§ **Records provided**:

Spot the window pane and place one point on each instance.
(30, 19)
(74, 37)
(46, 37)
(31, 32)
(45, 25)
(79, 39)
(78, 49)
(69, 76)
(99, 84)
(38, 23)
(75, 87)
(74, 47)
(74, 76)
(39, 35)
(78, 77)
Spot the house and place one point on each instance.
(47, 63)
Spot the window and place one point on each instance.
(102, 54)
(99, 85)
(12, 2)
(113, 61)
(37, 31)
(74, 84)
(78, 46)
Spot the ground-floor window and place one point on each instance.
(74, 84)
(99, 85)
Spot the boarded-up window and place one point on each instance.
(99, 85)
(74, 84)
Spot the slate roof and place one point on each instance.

==

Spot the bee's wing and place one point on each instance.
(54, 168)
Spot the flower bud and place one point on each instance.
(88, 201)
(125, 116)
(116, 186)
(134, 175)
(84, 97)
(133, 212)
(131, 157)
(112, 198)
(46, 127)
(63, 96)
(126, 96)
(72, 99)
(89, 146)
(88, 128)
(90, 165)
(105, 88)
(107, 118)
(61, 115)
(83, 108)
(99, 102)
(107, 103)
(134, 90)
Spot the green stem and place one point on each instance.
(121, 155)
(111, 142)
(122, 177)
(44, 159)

§ **Exercise instructions**: What you give back should be only the lines of the records above, starting at the line with "Spot the window pane" and ending at the line with "Spot the slate", restated word for word.

§ **Written response**:
Spot the window pane and place one point on each instance.
(30, 19)
(74, 37)
(46, 37)
(31, 32)
(45, 25)
(79, 39)
(78, 49)
(69, 76)
(99, 84)
(38, 23)
(75, 87)
(74, 47)
(74, 76)
(39, 35)
(78, 77)
Spot the house and place one point on each instance.
(47, 63)
Spot the window and place one point on each instance.
(102, 54)
(99, 85)
(12, 2)
(113, 61)
(37, 31)
(74, 84)
(78, 46)
Spot the ground-floor window and place one point on each instance.
(74, 84)
(99, 85)
Spot the boarded-up window and place one point on each instance.
(99, 85)
(74, 84)
Spot the slate roof and place one point on each instance.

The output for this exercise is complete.